== PROVIDED TEXT ==
Thursday, September 23, 2010



 If I Had My Child to Raise Over Again

If I had my child to raise all over again,
I'd finger paint more, and point the finger less.
I'd do less correcting, and more connecting.
I'd take my eyes off my watch, and watch with my eyes.
I would care to know less, and know to care more.
I'd take more hikes and fly more kites.
I'd stop playing serious, and seriously play.
I would run through more fields and gaze at more stars.
I'd do more hugging, and less tugging.
I would be firm less often, and affirm much more.
I'd build self-esteem first, and the house later.
I'd teach less about the love of power, 
And more about the power of love.
-From 100 Ways to Build Self-Esteem and Teach Values by Diana Loomans.  Reprinted in The No-Cry Discipline Solution by Elizabeth Pantley.  

While visiting my sister a couple weeks ago I flipped through a book she had lying on her table.  The No-Cry Discipline Solution.  After reading a few pages I knew I had to buy it for myself.  So I did.  

I received it on Monday and read through it pretty quickly.  I have not gotten angry or raised my voice at my children since I started the book.  Four days to be exact. For me that is huge. HUGE.  Will I get angry at my children ever again? Heck ya.  I'm human after all. 

But this book is not so much about discipline as it is UNDERSTANDING your child.  Put yourself in their shoes.  Treat them with respect.  Lead by example. Teach with compassion. Help them control their emotions and so much more.  

I have implemented all of her tactics this past week and it has changed my life.  Is it easy?  Absolutely not.  But the less frustration, anger or impatience I lose my grip on, the better it is for my children.  Do I still feel all those things?  Oh my gosh yes, but my kids are KIDS.  They are 2.5 and 4.5 and they learn nothing when I react with those feelings.  So I'm working on it.  A lot.

And because of this book I have learned that my little Diva is so utterly emotionally exhausting.  I knew it before but my anger got in the way of really delving into figuring out what she needed, when she needed it, why she's upset, how to calm her down, discipline effectively, talk through emotions, get her attention, help her obey my directions, use her words and sooooOOOooo much more.  But anger or frustration truly hindered her ability to LEARN.  And because this week I've totally and completely devoted myself to those tactics, I am wiped.out.

Parenting is the hardest job on the planet.  No joke.  


By Carolyn Hax
Wednesday, May 23, 2007

Best friend has child. Her: exhausted, busy, no time for self, no time for me, etc. Me (no kids): Wow. Sorry. What'd you do today? Her: Park, play group . . .
===
== SUPPLIED ENTRIES ==
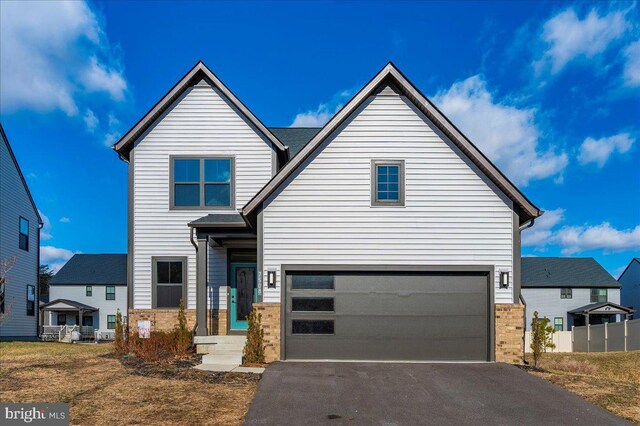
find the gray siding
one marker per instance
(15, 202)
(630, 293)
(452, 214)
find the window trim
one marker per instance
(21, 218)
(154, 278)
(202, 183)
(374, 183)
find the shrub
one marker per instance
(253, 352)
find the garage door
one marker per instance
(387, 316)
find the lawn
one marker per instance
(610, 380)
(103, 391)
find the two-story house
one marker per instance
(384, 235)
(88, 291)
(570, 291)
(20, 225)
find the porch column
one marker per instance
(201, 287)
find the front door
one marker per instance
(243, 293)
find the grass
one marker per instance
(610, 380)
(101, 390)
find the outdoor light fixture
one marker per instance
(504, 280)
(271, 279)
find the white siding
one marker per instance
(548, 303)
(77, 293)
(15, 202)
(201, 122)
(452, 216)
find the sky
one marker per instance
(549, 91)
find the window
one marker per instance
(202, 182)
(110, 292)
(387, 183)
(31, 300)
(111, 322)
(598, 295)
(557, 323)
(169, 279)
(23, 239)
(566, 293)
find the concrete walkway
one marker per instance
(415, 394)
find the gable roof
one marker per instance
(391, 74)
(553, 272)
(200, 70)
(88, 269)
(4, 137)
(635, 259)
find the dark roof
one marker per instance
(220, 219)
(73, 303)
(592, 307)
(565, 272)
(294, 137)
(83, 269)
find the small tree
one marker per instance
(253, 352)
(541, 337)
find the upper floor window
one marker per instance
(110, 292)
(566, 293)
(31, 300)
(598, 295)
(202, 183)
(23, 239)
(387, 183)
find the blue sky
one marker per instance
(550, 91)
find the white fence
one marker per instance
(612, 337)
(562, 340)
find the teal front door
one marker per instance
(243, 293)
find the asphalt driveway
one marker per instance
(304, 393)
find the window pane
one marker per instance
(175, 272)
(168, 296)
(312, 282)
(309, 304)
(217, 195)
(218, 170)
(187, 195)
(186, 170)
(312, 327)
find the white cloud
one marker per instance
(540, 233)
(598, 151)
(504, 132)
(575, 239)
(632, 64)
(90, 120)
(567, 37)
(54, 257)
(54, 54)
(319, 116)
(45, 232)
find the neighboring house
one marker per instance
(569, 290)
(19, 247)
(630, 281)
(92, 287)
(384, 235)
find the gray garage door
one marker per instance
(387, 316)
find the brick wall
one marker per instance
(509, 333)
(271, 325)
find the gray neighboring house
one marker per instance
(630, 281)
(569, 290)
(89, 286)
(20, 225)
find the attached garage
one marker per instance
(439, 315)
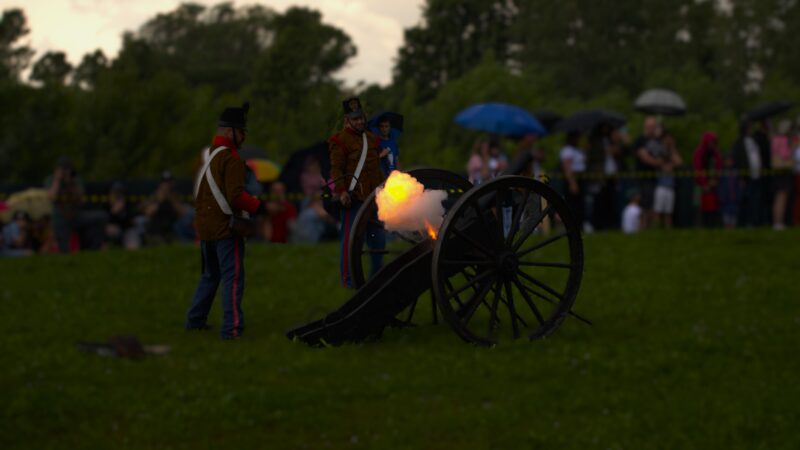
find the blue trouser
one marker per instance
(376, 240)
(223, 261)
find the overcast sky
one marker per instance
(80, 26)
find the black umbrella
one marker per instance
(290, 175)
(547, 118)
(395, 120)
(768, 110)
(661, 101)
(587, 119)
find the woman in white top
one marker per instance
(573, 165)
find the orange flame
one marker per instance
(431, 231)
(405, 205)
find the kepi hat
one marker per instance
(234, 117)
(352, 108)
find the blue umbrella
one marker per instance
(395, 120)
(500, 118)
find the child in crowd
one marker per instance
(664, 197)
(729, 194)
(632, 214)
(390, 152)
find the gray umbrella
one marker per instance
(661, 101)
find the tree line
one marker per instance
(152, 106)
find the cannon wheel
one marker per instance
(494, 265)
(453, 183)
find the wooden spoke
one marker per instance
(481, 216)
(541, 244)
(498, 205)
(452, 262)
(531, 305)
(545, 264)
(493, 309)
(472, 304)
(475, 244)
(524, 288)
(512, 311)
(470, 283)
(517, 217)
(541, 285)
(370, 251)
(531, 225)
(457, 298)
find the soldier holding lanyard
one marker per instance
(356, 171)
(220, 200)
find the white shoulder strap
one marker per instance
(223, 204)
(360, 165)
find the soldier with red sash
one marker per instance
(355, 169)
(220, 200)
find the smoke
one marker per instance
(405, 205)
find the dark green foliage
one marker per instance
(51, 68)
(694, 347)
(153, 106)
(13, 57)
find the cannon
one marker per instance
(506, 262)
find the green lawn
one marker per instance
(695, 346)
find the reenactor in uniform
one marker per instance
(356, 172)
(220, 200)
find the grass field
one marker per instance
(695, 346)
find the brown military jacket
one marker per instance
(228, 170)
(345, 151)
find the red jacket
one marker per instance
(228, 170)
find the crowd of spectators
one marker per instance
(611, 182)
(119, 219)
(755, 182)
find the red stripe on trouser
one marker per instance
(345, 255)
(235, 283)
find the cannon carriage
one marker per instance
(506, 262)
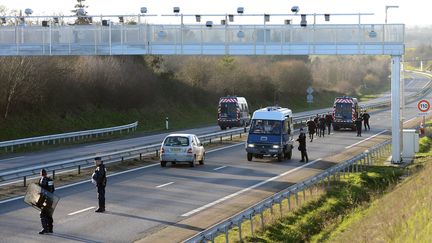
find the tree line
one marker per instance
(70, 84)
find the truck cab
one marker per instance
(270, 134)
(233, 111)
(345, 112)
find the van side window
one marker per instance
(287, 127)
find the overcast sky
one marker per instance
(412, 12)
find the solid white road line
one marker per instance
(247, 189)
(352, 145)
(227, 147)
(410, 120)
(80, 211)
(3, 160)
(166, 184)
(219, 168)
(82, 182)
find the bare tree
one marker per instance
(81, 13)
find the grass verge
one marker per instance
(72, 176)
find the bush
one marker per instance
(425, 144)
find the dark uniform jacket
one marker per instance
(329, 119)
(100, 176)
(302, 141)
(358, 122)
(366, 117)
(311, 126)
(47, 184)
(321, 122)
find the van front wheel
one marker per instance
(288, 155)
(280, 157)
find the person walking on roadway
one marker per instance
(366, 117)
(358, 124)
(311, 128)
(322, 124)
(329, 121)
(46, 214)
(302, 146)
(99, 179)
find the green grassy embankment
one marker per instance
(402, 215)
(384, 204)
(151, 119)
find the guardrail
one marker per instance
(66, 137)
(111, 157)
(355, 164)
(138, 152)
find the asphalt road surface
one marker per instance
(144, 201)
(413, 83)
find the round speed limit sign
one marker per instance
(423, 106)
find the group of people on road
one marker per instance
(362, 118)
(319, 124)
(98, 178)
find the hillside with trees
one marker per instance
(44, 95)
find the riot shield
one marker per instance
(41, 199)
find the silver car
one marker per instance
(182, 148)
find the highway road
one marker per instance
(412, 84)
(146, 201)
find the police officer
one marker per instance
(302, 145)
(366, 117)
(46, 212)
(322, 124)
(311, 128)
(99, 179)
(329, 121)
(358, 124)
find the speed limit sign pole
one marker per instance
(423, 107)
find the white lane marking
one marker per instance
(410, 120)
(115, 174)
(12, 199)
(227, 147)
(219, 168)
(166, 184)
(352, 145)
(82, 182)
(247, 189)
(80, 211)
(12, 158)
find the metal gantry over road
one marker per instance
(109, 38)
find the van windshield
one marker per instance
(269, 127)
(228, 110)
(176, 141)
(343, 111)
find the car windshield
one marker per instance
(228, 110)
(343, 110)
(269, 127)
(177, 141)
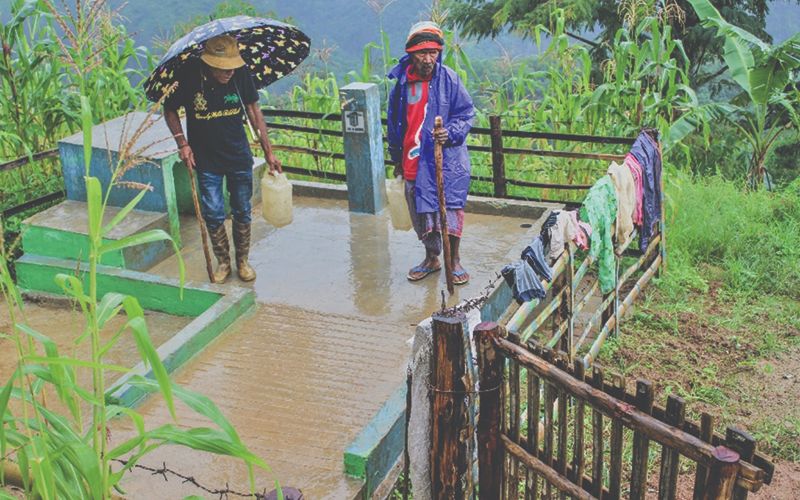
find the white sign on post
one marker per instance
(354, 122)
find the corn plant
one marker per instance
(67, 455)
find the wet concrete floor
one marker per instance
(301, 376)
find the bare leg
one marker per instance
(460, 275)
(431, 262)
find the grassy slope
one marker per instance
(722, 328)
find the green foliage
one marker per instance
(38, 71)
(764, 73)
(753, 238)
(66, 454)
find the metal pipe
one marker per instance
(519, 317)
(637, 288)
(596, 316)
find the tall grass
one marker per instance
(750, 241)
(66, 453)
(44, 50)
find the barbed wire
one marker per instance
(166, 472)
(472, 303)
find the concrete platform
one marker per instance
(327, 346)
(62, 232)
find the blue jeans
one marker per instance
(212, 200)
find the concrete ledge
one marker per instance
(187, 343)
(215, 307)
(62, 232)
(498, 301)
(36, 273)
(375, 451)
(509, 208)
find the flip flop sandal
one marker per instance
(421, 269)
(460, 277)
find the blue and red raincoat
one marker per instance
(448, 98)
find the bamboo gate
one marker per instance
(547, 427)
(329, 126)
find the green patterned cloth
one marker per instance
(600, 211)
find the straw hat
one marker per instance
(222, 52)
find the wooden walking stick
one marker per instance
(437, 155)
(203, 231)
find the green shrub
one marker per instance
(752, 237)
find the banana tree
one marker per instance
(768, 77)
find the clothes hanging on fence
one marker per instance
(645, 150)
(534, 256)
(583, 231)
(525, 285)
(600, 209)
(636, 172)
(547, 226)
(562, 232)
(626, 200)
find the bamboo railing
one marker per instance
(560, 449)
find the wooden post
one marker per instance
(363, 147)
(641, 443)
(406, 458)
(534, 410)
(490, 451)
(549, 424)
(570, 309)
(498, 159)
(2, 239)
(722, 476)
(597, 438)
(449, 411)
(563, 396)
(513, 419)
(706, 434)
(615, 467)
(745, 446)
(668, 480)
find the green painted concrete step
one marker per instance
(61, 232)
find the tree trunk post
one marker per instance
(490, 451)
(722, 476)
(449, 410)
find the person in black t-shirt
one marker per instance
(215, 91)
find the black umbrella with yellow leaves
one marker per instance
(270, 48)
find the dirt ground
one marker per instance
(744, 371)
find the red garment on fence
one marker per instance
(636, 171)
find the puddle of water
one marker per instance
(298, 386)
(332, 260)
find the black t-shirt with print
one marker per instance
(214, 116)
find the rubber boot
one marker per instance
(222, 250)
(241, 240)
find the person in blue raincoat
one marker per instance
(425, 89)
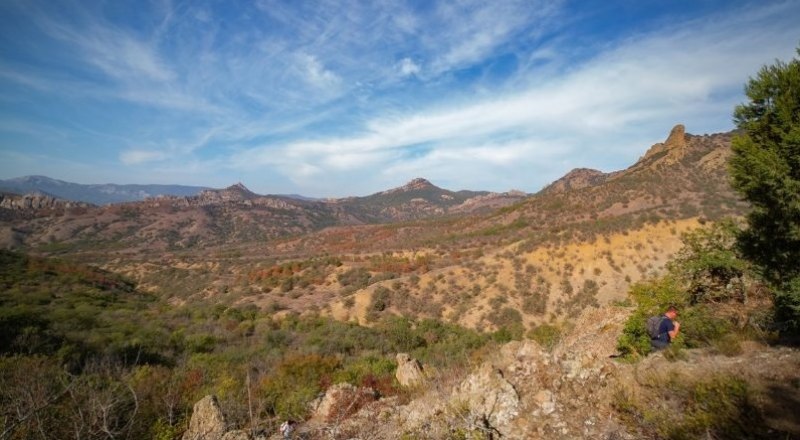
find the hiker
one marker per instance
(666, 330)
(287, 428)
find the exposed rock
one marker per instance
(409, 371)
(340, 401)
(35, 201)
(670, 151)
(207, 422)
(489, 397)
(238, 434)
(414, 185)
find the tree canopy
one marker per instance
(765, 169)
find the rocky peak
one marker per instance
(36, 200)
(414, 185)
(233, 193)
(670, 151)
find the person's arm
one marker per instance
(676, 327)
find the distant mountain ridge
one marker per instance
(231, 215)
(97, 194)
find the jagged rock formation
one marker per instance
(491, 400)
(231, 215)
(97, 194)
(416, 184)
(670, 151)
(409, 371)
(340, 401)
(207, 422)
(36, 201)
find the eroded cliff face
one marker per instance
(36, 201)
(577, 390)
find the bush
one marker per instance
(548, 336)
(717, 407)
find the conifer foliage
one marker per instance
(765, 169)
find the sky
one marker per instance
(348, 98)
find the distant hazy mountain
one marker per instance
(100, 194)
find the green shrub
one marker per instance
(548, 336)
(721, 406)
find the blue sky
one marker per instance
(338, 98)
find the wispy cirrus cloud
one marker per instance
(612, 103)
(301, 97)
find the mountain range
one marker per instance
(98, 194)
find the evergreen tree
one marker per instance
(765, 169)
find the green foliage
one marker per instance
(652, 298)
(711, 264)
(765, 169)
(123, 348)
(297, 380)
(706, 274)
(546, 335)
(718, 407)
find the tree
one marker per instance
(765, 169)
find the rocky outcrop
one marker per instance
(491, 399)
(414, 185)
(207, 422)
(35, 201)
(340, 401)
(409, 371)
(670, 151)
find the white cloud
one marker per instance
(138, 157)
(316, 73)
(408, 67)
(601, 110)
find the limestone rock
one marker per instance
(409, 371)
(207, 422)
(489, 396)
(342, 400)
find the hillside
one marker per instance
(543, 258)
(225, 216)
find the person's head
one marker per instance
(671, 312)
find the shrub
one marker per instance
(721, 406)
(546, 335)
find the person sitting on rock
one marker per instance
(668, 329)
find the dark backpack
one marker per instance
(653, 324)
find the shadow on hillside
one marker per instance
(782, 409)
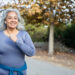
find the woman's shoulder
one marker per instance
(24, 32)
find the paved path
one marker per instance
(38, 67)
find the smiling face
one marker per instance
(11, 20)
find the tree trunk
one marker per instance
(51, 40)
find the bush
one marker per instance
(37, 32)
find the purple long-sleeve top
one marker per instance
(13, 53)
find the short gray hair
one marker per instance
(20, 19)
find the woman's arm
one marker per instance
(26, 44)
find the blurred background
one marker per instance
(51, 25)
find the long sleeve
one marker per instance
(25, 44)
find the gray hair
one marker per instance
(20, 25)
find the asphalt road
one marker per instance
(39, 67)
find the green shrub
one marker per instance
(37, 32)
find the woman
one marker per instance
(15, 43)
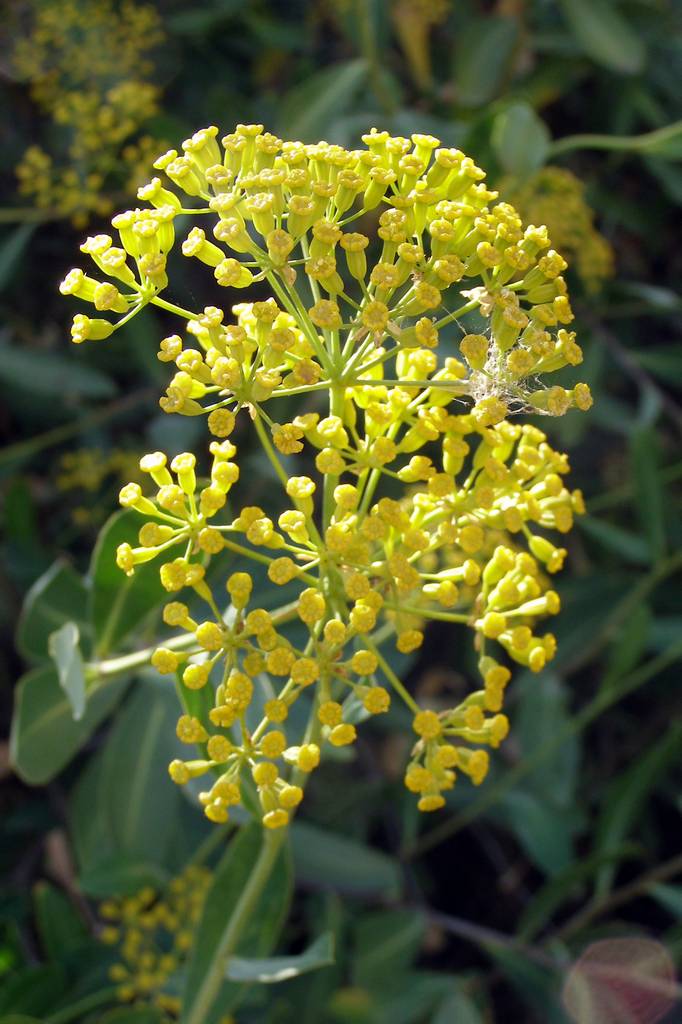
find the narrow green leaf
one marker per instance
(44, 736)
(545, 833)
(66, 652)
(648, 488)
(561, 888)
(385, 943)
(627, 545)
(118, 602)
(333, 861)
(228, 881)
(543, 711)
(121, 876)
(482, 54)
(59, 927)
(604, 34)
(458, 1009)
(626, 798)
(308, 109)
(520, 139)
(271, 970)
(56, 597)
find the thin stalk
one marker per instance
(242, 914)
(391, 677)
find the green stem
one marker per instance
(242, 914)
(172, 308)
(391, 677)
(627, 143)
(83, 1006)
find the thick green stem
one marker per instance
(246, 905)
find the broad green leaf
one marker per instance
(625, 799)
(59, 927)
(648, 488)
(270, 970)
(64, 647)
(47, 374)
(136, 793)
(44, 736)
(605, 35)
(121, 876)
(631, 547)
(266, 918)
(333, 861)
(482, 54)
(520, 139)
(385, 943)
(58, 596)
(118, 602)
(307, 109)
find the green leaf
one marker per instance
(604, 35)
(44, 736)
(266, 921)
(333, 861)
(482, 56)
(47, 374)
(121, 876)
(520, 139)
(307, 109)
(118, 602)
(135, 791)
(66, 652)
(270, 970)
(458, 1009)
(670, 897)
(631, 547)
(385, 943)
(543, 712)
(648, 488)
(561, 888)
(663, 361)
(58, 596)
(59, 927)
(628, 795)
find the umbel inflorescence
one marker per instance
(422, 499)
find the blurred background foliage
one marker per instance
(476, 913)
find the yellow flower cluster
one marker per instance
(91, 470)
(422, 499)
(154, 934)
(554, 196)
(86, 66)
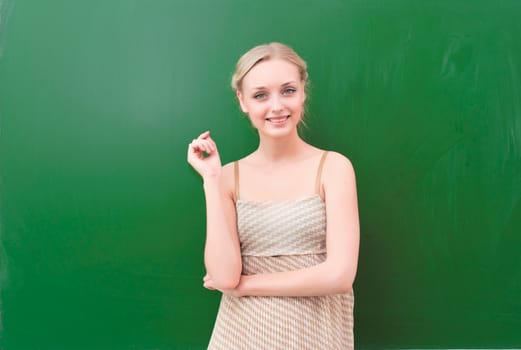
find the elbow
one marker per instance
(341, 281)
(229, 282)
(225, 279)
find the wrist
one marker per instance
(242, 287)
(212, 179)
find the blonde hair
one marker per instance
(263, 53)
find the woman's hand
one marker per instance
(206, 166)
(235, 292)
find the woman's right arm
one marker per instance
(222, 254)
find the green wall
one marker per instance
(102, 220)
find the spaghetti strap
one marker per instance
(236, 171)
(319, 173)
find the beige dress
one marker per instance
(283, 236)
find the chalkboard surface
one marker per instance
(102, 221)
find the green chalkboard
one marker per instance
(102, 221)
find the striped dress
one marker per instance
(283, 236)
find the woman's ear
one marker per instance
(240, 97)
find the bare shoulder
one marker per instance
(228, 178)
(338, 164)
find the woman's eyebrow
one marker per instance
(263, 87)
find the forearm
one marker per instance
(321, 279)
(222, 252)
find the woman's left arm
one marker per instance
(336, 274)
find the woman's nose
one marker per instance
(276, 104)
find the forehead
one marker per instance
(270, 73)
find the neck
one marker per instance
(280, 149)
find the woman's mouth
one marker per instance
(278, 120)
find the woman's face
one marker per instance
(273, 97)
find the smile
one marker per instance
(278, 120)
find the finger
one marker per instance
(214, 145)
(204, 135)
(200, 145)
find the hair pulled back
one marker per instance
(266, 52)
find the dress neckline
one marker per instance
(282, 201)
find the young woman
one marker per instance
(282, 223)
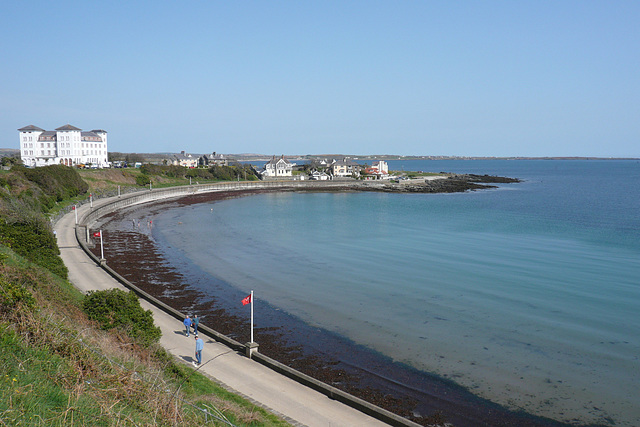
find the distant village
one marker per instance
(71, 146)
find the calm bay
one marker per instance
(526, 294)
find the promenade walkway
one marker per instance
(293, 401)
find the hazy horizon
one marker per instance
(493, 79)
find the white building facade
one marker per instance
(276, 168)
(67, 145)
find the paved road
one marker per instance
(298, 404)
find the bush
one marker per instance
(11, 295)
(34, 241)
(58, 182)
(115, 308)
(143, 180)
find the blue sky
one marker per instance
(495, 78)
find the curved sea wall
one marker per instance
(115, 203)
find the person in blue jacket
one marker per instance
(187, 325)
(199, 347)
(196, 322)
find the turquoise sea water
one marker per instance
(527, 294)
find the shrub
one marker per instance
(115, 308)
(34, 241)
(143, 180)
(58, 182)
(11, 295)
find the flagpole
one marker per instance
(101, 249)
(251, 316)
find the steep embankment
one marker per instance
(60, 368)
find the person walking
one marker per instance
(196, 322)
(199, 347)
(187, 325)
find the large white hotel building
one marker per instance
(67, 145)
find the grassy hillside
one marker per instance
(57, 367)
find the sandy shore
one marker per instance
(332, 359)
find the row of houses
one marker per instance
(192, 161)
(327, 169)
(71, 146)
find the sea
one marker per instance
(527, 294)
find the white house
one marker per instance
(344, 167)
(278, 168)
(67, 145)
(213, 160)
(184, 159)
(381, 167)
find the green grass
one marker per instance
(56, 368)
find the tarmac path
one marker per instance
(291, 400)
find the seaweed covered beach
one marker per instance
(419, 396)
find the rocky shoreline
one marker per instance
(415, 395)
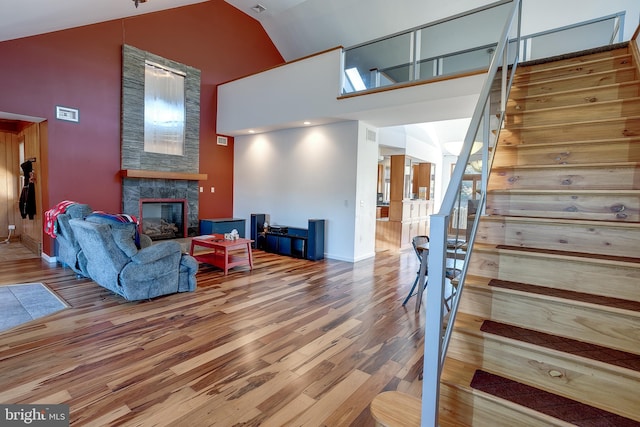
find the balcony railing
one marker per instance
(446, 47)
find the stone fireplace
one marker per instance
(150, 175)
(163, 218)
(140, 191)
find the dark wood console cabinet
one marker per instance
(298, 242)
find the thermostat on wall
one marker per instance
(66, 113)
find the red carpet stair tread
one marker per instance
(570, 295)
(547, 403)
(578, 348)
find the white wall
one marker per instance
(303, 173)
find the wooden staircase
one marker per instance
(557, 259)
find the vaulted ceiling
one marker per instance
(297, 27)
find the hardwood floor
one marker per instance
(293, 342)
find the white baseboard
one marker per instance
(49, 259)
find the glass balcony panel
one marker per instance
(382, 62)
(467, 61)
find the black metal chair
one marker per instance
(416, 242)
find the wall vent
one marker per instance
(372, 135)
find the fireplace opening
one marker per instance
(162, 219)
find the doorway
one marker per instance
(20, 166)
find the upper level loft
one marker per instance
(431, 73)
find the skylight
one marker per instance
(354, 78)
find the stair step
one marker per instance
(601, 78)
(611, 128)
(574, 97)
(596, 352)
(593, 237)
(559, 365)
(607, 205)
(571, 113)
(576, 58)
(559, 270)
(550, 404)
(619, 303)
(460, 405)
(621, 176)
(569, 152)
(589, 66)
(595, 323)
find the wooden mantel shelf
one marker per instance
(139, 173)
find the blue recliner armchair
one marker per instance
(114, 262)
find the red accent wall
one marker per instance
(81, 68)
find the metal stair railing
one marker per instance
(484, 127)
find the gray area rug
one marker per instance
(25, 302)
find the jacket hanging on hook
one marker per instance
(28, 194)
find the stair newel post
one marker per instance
===
▶ _ACTIONS TO TAKE_:
• a. According to the parenting blog post, how many days had the writer gone without getting angry or raising their voice at the children?
• b. Carry on the parenting blog post from the point where it stops.
The material is separate from the parenting blog post.

▶ _THE REPLIES_:
• a. Four days.

• b.
Okay. I've done Internet searches, I've talked to parents. I don't get it. What do stay-at-home moms do all day? Please no lists of library, grocery store, dry cleaners . . . I do all those things, too, and I don't do them EVERY DAY. I guess what I'm asking is: What is a typical day and why don't moms have time for a call or e-mail? I work and am away from home nine hours a day (plus a few late work events) and I manage to get it all done. I'm feeling like the kid is an excuse to relax and enjoy -- not a bad thing at all -- but if so, why won't my friend tell me the truth? Is this a peeing contest ("My life is so much harder than yours")? What's the deal? I've got friends with and without kids and all us child-free folks get the same story and have the same questions.

 Relax and enjoy. You're funny.
Or you're lying about having friends with kids.
Or you're taking them at their word that they actually have kids, because you haven't personally been in the same room with them. Internet searches?
I keep wavering between giving you a straight answer and giving my forehead some keyboard. To claim you want to understand, while in the same breath implying that the only logical conclusions are that your mom-friends are either lying or competing with you, is disingenuous indeed.
So, since it's validation you seem to want, the real answer is what you get. In list form. When you have young kids, your typical day is: constant attention, from getting them out of bed, fed, clean, dressed; to keeping them out of harm's way; to answering their coos, cries, questions; to having two arms and carrying one kid, one set of car keys, and supplies for even the quickest trips, including the latest-to-be-declared-essential piece of molded plastic gear; to keeping them from unshelving books at the library; to enforcing rest times; to staying one step ahead of them lest they get too hungry, tired or bored, any one of which produces the kind of checkout-line screaming that gets the checkout line shaking its head.
It's needing 45 minutes to do what takes others 15.
It's constant vigilance, constant touch, constant use of your voice, constant relegation of your needs to the second tier.
It's constant scrutiny and second-guessing from family and friends, well-meaning and otherwise. It's resisting constant temptation to seek short-term relief at everyone's long-term expense.
It's doing all this while concurrently teaching virtually everything -- language, manners, safety, resourcefulness, discipline, curiosity, creativity. Empathy. Everything.
It's also a choice, yes. And a joy. But if you spent all day, every day, with this brand of joy, and then, when you got your first 10 minutes to yourself, wanted to be alone with your thoughts instead of calling a good friend, a good friend wouldn't judge you, complain about you to mutual friends, or marvel how much more productively she uses her time. Either make a sincere effort to understand or keep your snit to yourself.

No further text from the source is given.